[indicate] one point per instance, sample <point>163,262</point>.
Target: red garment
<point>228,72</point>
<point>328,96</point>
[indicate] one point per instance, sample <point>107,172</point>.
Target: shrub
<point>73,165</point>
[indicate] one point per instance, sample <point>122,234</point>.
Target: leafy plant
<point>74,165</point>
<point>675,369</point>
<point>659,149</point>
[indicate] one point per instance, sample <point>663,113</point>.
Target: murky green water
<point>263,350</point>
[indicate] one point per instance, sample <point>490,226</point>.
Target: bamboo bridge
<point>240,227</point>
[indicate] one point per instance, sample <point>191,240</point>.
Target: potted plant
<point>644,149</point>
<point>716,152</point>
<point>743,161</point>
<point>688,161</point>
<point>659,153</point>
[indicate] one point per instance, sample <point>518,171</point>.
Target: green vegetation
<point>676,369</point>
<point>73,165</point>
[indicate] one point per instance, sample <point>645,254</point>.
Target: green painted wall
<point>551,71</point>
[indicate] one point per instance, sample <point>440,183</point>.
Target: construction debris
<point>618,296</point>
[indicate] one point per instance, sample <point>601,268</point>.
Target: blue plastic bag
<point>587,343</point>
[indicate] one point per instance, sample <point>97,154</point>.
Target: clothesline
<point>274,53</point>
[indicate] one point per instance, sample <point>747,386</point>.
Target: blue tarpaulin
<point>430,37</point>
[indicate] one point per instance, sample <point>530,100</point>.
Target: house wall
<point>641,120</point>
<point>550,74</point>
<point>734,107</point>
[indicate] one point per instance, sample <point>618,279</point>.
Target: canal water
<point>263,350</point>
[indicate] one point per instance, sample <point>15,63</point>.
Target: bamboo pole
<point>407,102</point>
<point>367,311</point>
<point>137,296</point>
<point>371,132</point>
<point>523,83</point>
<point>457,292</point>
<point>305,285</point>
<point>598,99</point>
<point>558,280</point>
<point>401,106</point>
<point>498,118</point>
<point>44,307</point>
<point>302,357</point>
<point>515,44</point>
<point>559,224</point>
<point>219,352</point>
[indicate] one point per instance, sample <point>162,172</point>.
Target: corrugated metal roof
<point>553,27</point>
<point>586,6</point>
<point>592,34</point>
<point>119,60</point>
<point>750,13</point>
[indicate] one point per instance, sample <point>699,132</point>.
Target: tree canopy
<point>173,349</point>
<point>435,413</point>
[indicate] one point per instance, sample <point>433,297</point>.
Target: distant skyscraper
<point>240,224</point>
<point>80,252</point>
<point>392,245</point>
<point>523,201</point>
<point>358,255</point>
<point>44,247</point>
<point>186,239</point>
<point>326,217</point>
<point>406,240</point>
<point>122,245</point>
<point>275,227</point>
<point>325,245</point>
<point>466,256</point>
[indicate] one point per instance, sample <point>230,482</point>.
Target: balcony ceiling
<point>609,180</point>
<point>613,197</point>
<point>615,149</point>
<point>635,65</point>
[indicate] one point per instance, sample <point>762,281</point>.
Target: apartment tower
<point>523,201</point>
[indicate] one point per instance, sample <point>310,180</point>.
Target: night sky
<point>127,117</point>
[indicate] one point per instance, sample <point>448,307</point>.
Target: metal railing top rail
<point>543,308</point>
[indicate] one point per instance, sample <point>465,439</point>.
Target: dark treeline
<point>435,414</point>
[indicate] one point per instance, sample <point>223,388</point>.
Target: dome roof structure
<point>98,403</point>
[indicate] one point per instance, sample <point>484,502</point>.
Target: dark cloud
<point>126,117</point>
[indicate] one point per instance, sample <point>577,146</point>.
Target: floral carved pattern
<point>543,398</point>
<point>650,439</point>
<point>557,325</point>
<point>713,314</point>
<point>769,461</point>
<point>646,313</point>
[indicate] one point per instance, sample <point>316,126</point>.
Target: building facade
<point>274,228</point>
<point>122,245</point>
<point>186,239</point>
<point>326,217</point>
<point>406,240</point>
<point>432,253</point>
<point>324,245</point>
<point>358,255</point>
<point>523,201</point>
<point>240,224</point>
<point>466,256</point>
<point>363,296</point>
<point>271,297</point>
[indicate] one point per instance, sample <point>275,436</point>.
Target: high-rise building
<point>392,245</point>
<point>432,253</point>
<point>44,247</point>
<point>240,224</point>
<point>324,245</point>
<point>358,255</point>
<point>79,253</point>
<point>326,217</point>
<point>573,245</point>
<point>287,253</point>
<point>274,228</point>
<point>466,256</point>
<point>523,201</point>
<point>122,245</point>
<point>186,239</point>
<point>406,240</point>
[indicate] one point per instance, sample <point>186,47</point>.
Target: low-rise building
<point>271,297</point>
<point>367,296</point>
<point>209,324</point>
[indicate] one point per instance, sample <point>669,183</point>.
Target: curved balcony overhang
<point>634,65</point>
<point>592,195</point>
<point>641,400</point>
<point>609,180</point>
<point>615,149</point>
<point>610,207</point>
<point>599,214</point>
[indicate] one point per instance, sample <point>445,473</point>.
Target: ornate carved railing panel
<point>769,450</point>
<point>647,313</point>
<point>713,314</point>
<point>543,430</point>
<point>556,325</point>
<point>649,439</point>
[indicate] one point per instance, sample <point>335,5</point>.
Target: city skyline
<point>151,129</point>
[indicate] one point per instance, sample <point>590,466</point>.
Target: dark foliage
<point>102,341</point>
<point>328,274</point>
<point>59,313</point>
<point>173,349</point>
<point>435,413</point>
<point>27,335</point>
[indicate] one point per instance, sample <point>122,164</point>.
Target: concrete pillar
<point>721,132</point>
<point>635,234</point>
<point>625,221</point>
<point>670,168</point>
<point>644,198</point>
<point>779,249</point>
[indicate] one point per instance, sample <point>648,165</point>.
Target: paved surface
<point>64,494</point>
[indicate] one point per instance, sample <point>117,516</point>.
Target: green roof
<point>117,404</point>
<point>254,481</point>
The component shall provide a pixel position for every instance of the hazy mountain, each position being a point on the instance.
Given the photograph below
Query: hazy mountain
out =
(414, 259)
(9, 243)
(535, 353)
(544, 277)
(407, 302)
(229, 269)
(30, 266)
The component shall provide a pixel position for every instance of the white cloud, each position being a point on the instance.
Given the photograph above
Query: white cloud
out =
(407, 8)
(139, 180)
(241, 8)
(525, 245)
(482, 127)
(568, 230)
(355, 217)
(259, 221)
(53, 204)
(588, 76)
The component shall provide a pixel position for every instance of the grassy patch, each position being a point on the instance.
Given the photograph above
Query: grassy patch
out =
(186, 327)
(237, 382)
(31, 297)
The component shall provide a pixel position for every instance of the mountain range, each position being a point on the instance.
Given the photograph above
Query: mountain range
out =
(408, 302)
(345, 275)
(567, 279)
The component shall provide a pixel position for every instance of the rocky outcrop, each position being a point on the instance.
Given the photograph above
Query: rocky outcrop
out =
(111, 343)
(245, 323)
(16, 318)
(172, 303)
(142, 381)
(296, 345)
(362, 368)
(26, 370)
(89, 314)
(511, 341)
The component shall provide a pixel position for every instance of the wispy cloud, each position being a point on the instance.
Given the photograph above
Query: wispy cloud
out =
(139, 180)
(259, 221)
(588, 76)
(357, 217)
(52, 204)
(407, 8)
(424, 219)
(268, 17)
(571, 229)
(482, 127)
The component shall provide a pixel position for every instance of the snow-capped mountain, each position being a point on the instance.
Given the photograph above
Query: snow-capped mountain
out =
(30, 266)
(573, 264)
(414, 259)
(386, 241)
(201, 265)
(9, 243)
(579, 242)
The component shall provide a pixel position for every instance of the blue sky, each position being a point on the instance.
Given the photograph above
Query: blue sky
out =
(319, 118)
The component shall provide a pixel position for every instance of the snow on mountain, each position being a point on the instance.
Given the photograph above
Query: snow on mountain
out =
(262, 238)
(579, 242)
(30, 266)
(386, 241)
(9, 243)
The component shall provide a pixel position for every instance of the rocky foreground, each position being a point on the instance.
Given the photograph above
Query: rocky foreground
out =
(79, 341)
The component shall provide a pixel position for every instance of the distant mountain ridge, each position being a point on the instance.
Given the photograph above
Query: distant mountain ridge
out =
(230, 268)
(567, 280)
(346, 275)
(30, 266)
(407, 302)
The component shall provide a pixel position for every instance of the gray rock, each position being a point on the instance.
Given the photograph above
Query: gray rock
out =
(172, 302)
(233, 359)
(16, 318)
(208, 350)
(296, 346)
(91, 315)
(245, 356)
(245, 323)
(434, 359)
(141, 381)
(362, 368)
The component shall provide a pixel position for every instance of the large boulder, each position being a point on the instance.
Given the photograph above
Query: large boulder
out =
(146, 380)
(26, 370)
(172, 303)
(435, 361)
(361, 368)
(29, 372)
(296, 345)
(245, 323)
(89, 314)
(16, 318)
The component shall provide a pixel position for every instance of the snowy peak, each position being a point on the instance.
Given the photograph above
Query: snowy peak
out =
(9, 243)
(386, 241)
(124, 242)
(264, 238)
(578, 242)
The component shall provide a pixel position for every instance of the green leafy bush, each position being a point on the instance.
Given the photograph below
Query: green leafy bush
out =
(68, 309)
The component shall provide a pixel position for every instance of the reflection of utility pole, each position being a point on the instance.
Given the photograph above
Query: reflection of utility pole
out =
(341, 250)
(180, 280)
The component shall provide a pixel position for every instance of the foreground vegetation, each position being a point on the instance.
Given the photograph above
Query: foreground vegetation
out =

┄┄┄┄┄┄┄┄┄┄

WHAT TO PRODUCE
Copy out every line above where "bush" is present.

RESULT BELOW
The component shall provide a pixel position for every instance of the green leafy bush, each position being a point on the instance.
Query: green leafy bush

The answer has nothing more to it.